- **RECORDS SUPPLIED**:
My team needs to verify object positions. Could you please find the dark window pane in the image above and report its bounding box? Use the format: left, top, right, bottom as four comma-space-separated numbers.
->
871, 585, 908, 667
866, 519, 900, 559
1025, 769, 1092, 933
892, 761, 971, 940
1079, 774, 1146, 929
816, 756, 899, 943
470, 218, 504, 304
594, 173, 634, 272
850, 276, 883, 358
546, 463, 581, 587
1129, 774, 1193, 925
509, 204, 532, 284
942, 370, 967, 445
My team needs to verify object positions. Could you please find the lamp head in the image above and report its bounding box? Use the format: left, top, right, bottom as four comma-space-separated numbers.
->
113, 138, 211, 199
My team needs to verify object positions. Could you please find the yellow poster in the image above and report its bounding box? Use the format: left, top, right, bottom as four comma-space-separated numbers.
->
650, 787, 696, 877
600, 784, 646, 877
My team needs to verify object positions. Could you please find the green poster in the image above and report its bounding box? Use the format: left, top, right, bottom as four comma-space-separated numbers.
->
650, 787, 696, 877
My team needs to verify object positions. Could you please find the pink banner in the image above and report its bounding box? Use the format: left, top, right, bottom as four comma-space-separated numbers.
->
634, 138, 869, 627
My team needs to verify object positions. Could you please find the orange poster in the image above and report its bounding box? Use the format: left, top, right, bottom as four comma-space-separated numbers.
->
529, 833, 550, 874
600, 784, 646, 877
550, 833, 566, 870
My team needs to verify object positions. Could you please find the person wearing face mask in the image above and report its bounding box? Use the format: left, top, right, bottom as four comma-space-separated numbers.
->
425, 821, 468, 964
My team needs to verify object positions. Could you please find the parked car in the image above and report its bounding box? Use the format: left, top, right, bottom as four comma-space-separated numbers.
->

- **GIVEN REQUEST**:
Show every line of the data above that contains the word "head".

- **SOLUTION FOR THIS TASK**:
My team needs to verify object positions. Could you please find the lamp head in the image above and report its bounding box? Use the format: left, top, right, bottom as four comma-space-separated numbers.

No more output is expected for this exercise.